* Instructions for the task *
Lines containing the word "sleeve" are to be copied from the data below.

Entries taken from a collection
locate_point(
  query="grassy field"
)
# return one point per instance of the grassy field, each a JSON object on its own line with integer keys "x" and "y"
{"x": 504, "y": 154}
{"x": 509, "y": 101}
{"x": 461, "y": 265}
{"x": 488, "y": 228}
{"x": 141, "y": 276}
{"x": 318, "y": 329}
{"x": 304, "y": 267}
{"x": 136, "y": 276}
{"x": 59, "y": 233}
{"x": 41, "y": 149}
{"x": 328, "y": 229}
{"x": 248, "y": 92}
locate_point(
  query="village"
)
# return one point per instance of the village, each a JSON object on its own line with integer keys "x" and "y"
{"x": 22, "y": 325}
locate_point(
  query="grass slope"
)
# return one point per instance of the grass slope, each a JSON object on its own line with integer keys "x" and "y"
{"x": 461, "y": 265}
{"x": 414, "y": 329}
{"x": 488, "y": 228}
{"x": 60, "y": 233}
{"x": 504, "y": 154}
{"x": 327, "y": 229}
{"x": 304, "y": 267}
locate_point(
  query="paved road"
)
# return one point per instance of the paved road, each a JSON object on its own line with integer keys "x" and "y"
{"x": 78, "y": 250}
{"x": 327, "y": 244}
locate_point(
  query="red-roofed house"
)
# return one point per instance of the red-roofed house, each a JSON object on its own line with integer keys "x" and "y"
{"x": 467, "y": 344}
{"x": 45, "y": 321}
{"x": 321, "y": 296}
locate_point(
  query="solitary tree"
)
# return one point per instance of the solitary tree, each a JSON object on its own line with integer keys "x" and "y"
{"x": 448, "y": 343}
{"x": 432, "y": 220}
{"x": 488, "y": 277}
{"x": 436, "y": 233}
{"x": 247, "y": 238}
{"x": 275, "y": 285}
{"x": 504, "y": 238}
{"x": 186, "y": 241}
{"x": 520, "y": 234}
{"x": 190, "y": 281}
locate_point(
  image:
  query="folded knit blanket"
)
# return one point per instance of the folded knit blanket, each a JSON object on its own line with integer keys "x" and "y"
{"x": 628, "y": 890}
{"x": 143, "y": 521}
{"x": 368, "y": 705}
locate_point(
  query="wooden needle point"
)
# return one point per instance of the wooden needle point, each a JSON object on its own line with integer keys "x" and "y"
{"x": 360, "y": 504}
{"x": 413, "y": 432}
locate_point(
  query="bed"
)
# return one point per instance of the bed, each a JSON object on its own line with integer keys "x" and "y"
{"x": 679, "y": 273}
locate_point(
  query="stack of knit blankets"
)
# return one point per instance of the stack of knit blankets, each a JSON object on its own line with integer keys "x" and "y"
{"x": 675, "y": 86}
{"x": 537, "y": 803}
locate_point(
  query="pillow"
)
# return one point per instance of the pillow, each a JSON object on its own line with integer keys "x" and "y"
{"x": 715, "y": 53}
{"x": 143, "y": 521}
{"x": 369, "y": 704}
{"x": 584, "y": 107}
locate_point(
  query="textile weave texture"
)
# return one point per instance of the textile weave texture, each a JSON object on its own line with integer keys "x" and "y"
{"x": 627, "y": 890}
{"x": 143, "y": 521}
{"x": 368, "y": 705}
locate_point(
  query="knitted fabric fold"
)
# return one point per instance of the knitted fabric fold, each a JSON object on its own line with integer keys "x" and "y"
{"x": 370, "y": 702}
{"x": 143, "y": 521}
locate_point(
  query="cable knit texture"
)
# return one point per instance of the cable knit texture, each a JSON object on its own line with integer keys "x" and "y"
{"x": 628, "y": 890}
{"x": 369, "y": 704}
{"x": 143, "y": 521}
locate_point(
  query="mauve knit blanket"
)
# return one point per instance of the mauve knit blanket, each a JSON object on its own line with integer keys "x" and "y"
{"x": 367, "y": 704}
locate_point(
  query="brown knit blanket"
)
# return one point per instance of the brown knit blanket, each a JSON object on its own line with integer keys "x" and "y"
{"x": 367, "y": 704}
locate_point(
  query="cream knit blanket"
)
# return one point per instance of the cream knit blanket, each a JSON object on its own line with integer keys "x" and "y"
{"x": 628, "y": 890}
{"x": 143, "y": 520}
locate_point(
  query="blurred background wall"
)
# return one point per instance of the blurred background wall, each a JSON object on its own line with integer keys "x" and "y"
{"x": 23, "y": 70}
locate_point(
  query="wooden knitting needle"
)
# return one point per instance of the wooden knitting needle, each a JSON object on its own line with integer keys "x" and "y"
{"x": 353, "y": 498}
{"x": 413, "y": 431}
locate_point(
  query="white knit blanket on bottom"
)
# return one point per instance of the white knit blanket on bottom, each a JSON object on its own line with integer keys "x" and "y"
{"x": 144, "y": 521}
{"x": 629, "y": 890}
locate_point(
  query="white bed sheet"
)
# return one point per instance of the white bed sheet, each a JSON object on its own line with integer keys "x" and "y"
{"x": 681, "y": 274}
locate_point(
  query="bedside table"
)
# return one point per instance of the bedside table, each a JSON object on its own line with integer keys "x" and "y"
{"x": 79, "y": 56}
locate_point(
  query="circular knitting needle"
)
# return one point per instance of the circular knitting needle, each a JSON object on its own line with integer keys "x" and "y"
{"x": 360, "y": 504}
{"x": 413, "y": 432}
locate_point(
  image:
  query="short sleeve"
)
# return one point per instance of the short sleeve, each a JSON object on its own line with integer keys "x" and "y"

* Response to this exercise *
  query="short sleeve"
# return one point per instance of the short sleeve, each a JSON object on its own line with integer keys "x" and "y"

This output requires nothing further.